ВЫБРАННЫЙ ОТРЫВОК:
◆ ◆ ◆ ◆ ◆ ◆ ◆

Просматривая эту главу про пантомиму, я ловлю себя на том, что все время думаю только о той утрате, которую никогда и ничем уже не возместить. Тогда об этом еще нельзя было говорить, но она была и есть одна из постоянно оплакиваемых мною потерь.
Началось с того, что Марсель Марсо, посмотрев в Париже картину «Шинель», пожелал со мною увидеться. То были замечательные встречи! Мы, обгоняя переводчиков, половину изображали на пальцах или рисовали. Я рассказал ему о том, какую роль он, Марсо, сам того не зная, сыграл в работе над этим фильмом.
Дело в том, что еще задолго до съемок мы с Роланом Быковым без конца говорили о Марсо. Припоминали его выступления, главные сцены, где он играл серьезные драматические куски, заставляя зрителей в прямом смысле замирать и плакать. А герой «Шинели» словно нарочно создан для актера, способного без монологов и словесных откровений передать сложнейший мир маленького забитого чиновника. И опыт, талант, пример Марсо были бесценной помощью в наших поисках.

◆ ◆ ◆ ◆ ◆ ◆ ◆

ПРЕДСТАВЛЕННЫЕ ЗАПИСИ:
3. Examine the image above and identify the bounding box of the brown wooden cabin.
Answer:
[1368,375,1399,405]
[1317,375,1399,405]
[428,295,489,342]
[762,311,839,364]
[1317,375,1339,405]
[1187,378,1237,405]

◆ ◆ ◆ ◆ ◆ ◆ ◆

ОБЯЗАТЕЛЬНЫЕ ЗАДАНИЯ:
[a] Где, согласно отрывку о Марселе Марсо, он посмотрел картину «Шинель»?
[b] Перечислите всё, что в выбранном отрывке названо бесценной помощью в поисках.

ОТВЕТЫ К ЗАДАНИЯМ:
[a] В Париже.

[b] Опыт, талант и пример Марсо.